• [Problem statement]:
In the entries from the beginning through the line that contains "136 202 L 145", switch "suit jacket lapel" to "coat lapel" and give those lines again with nothing else changed. Leave the pictures out.

• [Material to process]:
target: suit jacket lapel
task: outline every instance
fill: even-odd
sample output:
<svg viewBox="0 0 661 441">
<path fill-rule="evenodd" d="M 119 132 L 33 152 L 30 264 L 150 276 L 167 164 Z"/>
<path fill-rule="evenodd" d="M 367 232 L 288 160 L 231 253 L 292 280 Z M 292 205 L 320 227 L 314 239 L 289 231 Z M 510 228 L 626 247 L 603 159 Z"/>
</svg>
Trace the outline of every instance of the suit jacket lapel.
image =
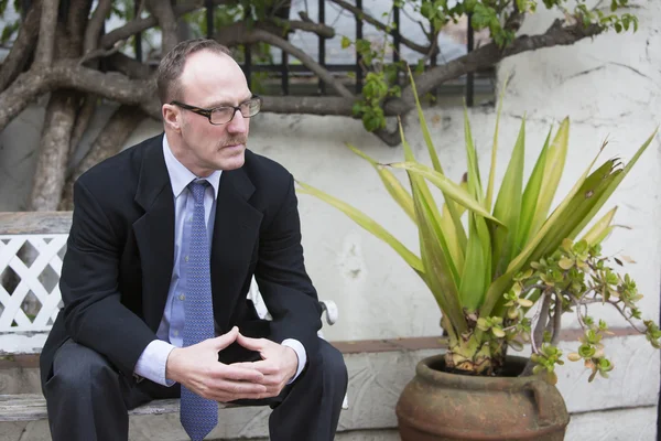
<svg viewBox="0 0 661 441">
<path fill-rule="evenodd" d="M 136 202 L 145 211 L 133 224 L 142 265 L 142 308 L 155 332 L 163 316 L 174 265 L 174 197 L 163 158 L 163 138 L 145 147 Z"/>
<path fill-rule="evenodd" d="M 248 203 L 254 185 L 243 169 L 220 176 L 212 243 L 214 315 L 223 332 L 241 294 L 263 215 Z"/>
</svg>

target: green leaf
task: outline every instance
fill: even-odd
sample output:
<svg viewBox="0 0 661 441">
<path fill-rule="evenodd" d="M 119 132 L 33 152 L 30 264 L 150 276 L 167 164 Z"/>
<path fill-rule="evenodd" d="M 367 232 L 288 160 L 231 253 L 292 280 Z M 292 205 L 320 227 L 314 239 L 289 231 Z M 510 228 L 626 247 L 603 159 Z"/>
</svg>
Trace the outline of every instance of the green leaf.
<svg viewBox="0 0 661 441">
<path fill-rule="evenodd" d="M 408 160 L 413 159 L 411 147 L 407 142 L 400 122 L 400 133 L 404 147 L 404 155 Z M 437 209 L 433 198 L 429 195 L 426 183 L 419 175 L 410 172 L 409 180 L 413 190 L 413 203 L 420 234 L 420 252 L 423 265 L 424 278 L 436 303 L 441 308 L 454 330 L 463 333 L 468 325 L 459 303 L 456 286 L 456 269 L 449 258 L 449 251 L 445 244 L 445 237 L 440 232 Z"/>
<path fill-rule="evenodd" d="M 519 228 L 517 230 L 518 236 L 514 247 L 516 254 L 521 251 L 521 249 L 525 245 L 525 241 L 528 240 L 528 235 L 532 225 L 532 218 L 535 214 L 537 202 L 540 195 L 540 190 L 542 187 L 542 182 L 544 178 L 544 168 L 546 164 L 546 154 L 549 151 L 550 140 L 551 130 L 549 130 L 549 135 L 546 136 L 546 140 L 544 141 L 544 147 L 542 147 L 542 151 L 538 157 L 538 161 L 534 164 L 534 169 L 530 174 L 528 184 L 525 185 L 525 191 L 523 192 L 523 198 L 521 201 L 521 218 L 519 220 Z"/>
<path fill-rule="evenodd" d="M 498 277 L 507 269 L 517 240 L 519 217 L 521 216 L 521 189 L 523 186 L 523 160 L 525 152 L 525 119 L 521 121 L 521 129 L 512 155 L 502 179 L 498 200 L 494 206 L 494 216 L 507 227 L 494 226 L 494 276 Z"/>
<path fill-rule="evenodd" d="M 476 311 L 488 287 L 488 262 L 474 216 L 468 217 L 468 245 L 459 284 L 459 297 L 465 309 Z"/>
<path fill-rule="evenodd" d="M 500 92 L 500 98 L 498 99 L 498 110 L 496 111 L 496 128 L 494 130 L 494 143 L 491 146 L 491 166 L 489 169 L 489 181 L 487 184 L 487 200 L 485 202 L 485 206 L 487 209 L 491 209 L 491 201 L 494 201 L 494 189 L 496 187 L 494 180 L 496 179 L 496 155 L 498 152 L 498 133 L 500 131 L 500 114 L 502 112 L 502 100 L 505 97 L 505 90 L 507 89 L 508 83 L 509 83 L 509 77 L 505 79 L 505 84 L 502 85 L 502 90 Z"/>
<path fill-rule="evenodd" d="M 608 200 L 608 197 L 610 197 L 610 195 L 613 194 L 613 192 L 615 192 L 615 189 L 618 187 L 619 183 L 625 179 L 625 176 L 627 174 L 629 174 L 629 172 L 631 171 L 631 168 L 636 164 L 636 162 L 638 162 L 638 159 L 640 158 L 640 155 L 642 154 L 642 152 L 644 152 L 647 150 L 647 148 L 649 147 L 649 144 L 652 142 L 652 140 L 657 136 L 658 131 L 659 131 L 659 127 L 657 127 L 654 129 L 653 133 L 642 143 L 642 146 L 640 146 L 640 148 L 638 149 L 638 151 L 636 152 L 636 154 L 633 154 L 633 158 L 631 158 L 631 160 L 625 166 L 625 169 L 622 170 L 622 172 L 619 173 L 608 184 L 608 187 L 606 189 L 606 191 L 597 197 L 597 201 L 594 204 L 592 211 L 585 216 L 585 218 L 583 219 L 583 222 L 581 222 L 578 225 L 576 225 L 576 227 L 574 228 L 574 230 L 572 230 L 571 235 L 573 235 L 573 236 L 571 236 L 571 237 L 575 237 L 581 230 L 583 230 L 583 228 L 585 227 L 585 225 L 587 225 L 587 223 L 595 216 L 595 214 L 602 208 L 602 206 L 604 206 L 604 203 Z"/>
<path fill-rule="evenodd" d="M 404 213 L 407 213 L 407 215 L 413 220 L 413 223 L 416 223 L 418 219 L 415 218 L 413 198 L 411 197 L 411 194 L 407 191 L 407 189 L 404 189 L 404 186 L 401 184 L 401 182 L 394 176 L 394 174 L 392 174 L 392 172 L 389 169 L 379 165 L 376 160 L 371 159 L 366 153 L 361 152 L 350 143 L 347 143 L 347 147 L 351 149 L 354 153 L 365 159 L 375 168 L 377 173 L 379 173 L 379 178 L 381 178 L 381 182 L 383 182 L 383 186 L 386 186 L 386 190 L 392 196 L 394 202 L 397 202 L 398 205 L 402 207 Z"/>
<path fill-rule="evenodd" d="M 555 191 L 557 190 L 560 179 L 562 178 L 562 172 L 564 170 L 564 163 L 567 157 L 568 140 L 570 119 L 565 118 L 560 125 L 560 128 L 555 133 L 555 138 L 553 139 L 553 142 L 551 143 L 551 147 L 546 153 L 542 186 L 535 204 L 534 216 L 532 218 L 529 233 L 530 236 L 537 234 L 546 219 L 546 215 L 551 208 L 551 203 L 553 202 Z"/>
<path fill-rule="evenodd" d="M 347 49 L 351 45 L 351 40 L 349 40 L 348 36 L 343 35 L 342 36 L 342 49 Z"/>
<path fill-rule="evenodd" d="M 430 153 L 430 158 L 432 159 L 432 165 L 434 170 L 443 175 L 445 172 L 443 171 L 443 166 L 441 165 L 441 161 L 438 160 L 438 154 L 436 153 L 436 149 L 434 148 L 434 143 L 432 141 L 432 136 L 430 135 L 430 129 L 426 125 L 426 119 L 424 118 L 424 112 L 422 111 L 422 106 L 420 105 L 420 98 L 418 96 L 418 89 L 415 88 L 415 80 L 413 79 L 413 74 L 409 68 L 409 79 L 411 80 L 411 89 L 413 90 L 413 97 L 415 98 L 415 107 L 418 109 L 418 117 L 420 119 L 420 126 L 422 129 L 422 135 L 424 138 L 424 142 L 427 147 L 427 152 Z M 462 219 L 458 214 L 458 209 L 453 201 L 449 200 L 448 195 L 443 193 L 443 197 L 445 197 L 445 203 L 447 204 L 447 209 L 452 217 L 452 222 L 455 228 L 455 235 L 457 237 L 458 250 L 464 250 L 466 248 L 466 232 L 464 230 L 464 226 L 462 225 Z M 464 256 L 463 251 L 457 256 L 457 258 L 463 261 Z"/>
<path fill-rule="evenodd" d="M 432 184 L 437 186 L 441 191 L 447 194 L 453 201 L 478 214 L 479 216 L 486 217 L 494 220 L 497 224 L 503 225 L 499 219 L 491 216 L 468 192 L 466 192 L 460 185 L 454 183 L 443 174 L 430 169 L 429 166 L 419 162 L 397 162 L 388 164 L 395 169 L 404 169 L 410 172 L 425 178 Z M 505 225 L 503 225 L 505 226 Z"/>
</svg>

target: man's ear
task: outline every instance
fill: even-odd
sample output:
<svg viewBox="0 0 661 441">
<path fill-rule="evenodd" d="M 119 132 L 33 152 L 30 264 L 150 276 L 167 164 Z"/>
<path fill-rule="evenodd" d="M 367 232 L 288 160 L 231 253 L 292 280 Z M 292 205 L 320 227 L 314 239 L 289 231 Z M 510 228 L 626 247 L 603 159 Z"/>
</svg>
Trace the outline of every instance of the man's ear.
<svg viewBox="0 0 661 441">
<path fill-rule="evenodd" d="M 161 114 L 163 116 L 163 123 L 174 131 L 181 131 L 181 112 L 175 106 L 164 104 L 161 107 Z"/>
</svg>

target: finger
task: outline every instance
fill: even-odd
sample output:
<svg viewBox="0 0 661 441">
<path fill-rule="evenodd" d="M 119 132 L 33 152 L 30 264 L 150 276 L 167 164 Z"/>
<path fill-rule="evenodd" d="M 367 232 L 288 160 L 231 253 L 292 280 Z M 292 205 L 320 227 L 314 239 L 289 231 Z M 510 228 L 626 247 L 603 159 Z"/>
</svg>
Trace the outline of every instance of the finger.
<svg viewBox="0 0 661 441">
<path fill-rule="evenodd" d="M 239 335 L 239 329 L 234 326 L 228 333 L 217 336 L 213 338 L 214 346 L 216 349 L 220 351 L 236 342 L 237 336 Z"/>
<path fill-rule="evenodd" d="M 223 365 L 219 364 L 219 369 L 212 374 L 214 378 L 227 378 L 235 381 L 262 383 L 264 375 L 250 367 Z"/>
<path fill-rule="evenodd" d="M 251 337 L 247 337 L 246 335 L 241 334 L 239 332 L 239 335 L 237 335 L 237 343 L 240 344 L 241 346 L 243 346 L 247 349 L 251 349 L 251 351 L 261 351 L 266 346 L 266 338 L 251 338 Z"/>
<path fill-rule="evenodd" d="M 214 384 L 213 390 L 216 394 L 225 395 L 245 395 L 245 394 L 266 394 L 267 386 L 256 383 L 223 380 Z"/>
<path fill-rule="evenodd" d="M 278 366 L 273 364 L 270 359 L 262 359 L 259 362 L 241 362 L 241 363 L 232 363 L 231 366 L 247 368 L 247 369 L 256 369 L 262 373 L 263 375 L 273 375 L 278 373 Z"/>
</svg>

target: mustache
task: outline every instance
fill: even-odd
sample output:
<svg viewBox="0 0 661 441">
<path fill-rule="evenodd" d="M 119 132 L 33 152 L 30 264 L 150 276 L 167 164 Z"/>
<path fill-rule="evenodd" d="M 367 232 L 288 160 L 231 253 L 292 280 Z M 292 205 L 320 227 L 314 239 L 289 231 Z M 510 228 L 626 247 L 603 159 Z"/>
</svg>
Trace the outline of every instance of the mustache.
<svg viewBox="0 0 661 441">
<path fill-rule="evenodd" d="M 230 139 L 226 139 L 220 147 L 227 147 L 227 146 L 238 146 L 238 144 L 243 144 L 246 146 L 248 143 L 248 137 L 236 137 L 236 138 L 230 138 Z"/>
</svg>

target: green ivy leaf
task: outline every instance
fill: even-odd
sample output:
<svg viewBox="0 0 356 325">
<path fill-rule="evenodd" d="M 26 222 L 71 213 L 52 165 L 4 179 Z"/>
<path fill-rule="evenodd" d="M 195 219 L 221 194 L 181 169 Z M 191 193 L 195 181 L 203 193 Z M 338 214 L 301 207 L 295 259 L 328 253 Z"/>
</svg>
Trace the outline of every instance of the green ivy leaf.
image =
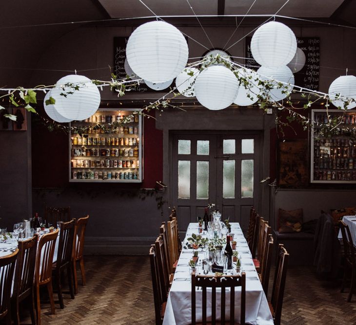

• [Full response]:
target: coat lapel
task: outline every instance
fill: even-odd
sample output:
<svg viewBox="0 0 661 441">
<path fill-rule="evenodd" d="M 119 132 L 33 152 L 30 264 L 150 276 L 167 164 Z"/>
<path fill-rule="evenodd" d="M 367 232 L 288 160 L 231 253 L 292 280 Z M 292 205 L 320 227 L 314 239 L 289 231 Z M 510 228 L 626 247 L 603 159 Z"/>
</svg>
Trace the outline of every instance of the coat lapel.
image =
<svg viewBox="0 0 661 441">
<path fill-rule="evenodd" d="M 136 202 L 145 211 L 133 224 L 142 265 L 142 308 L 155 332 L 163 316 L 174 265 L 174 197 L 163 158 L 163 138 L 145 147 Z"/>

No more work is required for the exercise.